(Entries from a pointing dataset)
- - - - -

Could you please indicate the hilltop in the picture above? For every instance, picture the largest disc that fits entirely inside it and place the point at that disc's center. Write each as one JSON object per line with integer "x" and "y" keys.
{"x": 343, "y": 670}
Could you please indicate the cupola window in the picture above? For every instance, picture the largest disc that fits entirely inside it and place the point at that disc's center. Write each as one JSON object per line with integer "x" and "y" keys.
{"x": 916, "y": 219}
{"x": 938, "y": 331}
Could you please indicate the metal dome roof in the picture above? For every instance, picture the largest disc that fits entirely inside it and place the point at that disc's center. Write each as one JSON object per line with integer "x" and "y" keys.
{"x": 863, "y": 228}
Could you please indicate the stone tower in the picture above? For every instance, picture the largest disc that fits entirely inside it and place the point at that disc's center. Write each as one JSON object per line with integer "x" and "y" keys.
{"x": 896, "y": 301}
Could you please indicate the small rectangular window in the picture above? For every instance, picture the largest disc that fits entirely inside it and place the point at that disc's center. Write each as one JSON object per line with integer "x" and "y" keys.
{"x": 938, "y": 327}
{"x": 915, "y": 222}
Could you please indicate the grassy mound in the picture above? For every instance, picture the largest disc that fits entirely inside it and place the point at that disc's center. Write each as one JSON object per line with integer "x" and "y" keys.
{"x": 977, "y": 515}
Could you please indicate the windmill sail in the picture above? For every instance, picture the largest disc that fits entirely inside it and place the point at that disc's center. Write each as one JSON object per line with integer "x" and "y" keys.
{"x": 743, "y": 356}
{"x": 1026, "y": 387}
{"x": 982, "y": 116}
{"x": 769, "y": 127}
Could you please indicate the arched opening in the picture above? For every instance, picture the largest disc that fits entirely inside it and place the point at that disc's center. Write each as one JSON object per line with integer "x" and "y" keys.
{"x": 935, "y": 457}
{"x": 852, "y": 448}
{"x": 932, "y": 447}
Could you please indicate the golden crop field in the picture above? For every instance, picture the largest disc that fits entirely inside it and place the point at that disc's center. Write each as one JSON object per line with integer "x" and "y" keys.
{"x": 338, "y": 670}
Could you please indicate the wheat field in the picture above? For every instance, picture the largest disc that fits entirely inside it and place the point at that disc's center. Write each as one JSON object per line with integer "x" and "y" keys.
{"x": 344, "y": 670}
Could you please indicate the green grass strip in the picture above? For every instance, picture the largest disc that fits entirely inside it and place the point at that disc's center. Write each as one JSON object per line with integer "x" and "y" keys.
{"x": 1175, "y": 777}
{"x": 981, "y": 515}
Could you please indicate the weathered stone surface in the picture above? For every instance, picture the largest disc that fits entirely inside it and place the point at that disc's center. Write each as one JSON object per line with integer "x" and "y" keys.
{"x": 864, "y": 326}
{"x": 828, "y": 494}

- - - - -

Please duplicate all of the data above, line for line, without changing a single character.

Could you please indicate the hilltop in the picture above? For every instance, picture the largest disc that fits entirely inside it and place the point at that disc's center. Write each as one JSON object per line with integer "x" and "y" keys.
{"x": 343, "y": 670}
Could you please indicate the cupola window in the picture above? For every instance, picture the largest disc that fits entirely inside it and place the point at that disc's center. Write each as one JSON object per line with integer "x" and "y" keys.
{"x": 916, "y": 219}
{"x": 938, "y": 331}
Could you please indicate the metal dome roof in the picture above? For every instance, picture the largest disc that fits entirely inside it and place the point at that disc's center. Write each as one JSON object per line with integer "x" and "y" keys.
{"x": 863, "y": 228}
Could you please indicate the stone tower in the picture above? For every instance, picture the largest disc that fits entirely inside it and place the point at that disc's center. Write each as one JSON object per line with integer "x" and "y" keys.
{"x": 896, "y": 301}
Could you please indicate the small rectangular window in the picture above? For every instance, picture the largest disc that fits entirely inside it and place the point at that disc's center. Write each as one JSON object per line with integer "x" and "y" keys.
{"x": 938, "y": 327}
{"x": 915, "y": 222}
Could you please indicate the grassy mound in the picture above? For every instance, picture the largest disc that fits entirely inside it and place the point at that disc's center. Write each as one JSON object per line with integer "x" and "y" keys.
{"x": 977, "y": 515}
Could you please indicate the windmill sail in the picture above? For every instance, picture the largest disc that fits entirely inside it and place the point at that disc's center. Write each as one JSON object per line with integer "x" and "y" keys.
{"x": 743, "y": 356}
{"x": 1026, "y": 387}
{"x": 982, "y": 116}
{"x": 769, "y": 127}
Could you please indicate the arched opening in the picture above? For every instance, picture the largest disc that fits entirely inside it and place the point at that disc's center. Write each as one JSON object per line with integer "x" and "y" keys.
{"x": 935, "y": 457}
{"x": 852, "y": 448}
{"x": 932, "y": 447}
Could you please indicate the golden crop field in the picture above? For every instance, picture the largest disc that fits entirely inside it and place the point at that disc's center. Write each as one JSON object per line with integer "x" and "y" keys.
{"x": 338, "y": 670}
Could you please indicate the wheat field in the picture above? For every instance, picture the largest disc that fits entirely inside it and place the point at that disc's center. Write each as one JSON object per line with integer "x" and "y" keys.
{"x": 344, "y": 670}
Could you please indicate the green grass strip in the picture above? For every instance, picture the largest disc that fits entirely inside it and place the point at that disc's center. Write each as one JSON object per line with integer "x" and "y" keys.
{"x": 1175, "y": 777}
{"x": 981, "y": 515}
Could you please indicate the weathered stone surface in the picture above? For every instance, picture the largest disc that fits entirely inside it and place the point at that disc's center. Write each as one JSON object per line with integer "x" and "y" keys.
{"x": 864, "y": 326}
{"x": 828, "y": 494}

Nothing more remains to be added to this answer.